* [Provided passage]
....
Based on the dozens of emails I receive from readers each week, I believe that there are many miserable investors out there. Driven by curiosity, greed, or excitement, they were drawn into buying stocks during the mania over the past few years, and suffered big losses last year. Now, either addicted to the excitement or perhaps desperately trying to recoup their losses, they continue to trade -- often only exacerbating the problem.

If this description fits you in any way, take heart. While nothing can be done to change the past, the future can be different.

The first step is to ask whether you enjoy picking stocks. Do you like learning about new companies and industries? Do you enjoy reading annual reports and major business publications? Note that I didn't ask whether you get a rush from watching stocks' day-to-day gyrations -- that's a good contrary-indicator in my opinion.

If you don't enjoy picking stocks, then don't do it! I think the overwhelming majority of investors would be well served by a simple approach to accumulating wealth over time: live below your means and invest your savings steadily in one or two low-fee, broadly diversified index funds (or an exchanged traded fund equivalent) -- and then forget about investing and get on with your life.
....
* [Information provided]
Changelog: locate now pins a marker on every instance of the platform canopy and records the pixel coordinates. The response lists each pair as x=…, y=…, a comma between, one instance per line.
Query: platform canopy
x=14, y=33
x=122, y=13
....
* [Parts of the exercise]
(1) According to the stock-picking passage, what drew investors into buying stocks during the mania? List each one.
(2) Answer from the stock-picking passage:
(a) When did the investors drawn in by the mania suffer big losses?
(b) What does the writer call a good contrary-indicator?
(c) How many index funds does the recommended approach call for?
The listing comes from a separate source.

* [Results]
(1) Curiosity, greed, excitement

(2)
(a) Last year
(b) Getting a rush from watching stocks' day-to-day gyrations
(c) One or two low-fee, broadly diversified index funds (or an exchange-traded fund equivalent)